§ Directions for this task: Reproduce every one of the records below word for word, but leave the pictures out of your answer.

§ Record excerpts:
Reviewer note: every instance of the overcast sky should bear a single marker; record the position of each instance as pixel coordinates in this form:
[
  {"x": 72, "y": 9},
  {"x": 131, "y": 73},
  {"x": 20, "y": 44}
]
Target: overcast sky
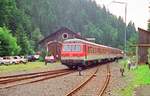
[{"x": 137, "y": 10}]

§ Answer to the exercise:
Reviewer note: every instance of the overcast sky should bear a single marker; record the position of each instance as pixel coordinates in this form:
[
  {"x": 72, "y": 9},
  {"x": 131, "y": 73},
  {"x": 20, "y": 44}
]
Target: overcast sky
[{"x": 137, "y": 10}]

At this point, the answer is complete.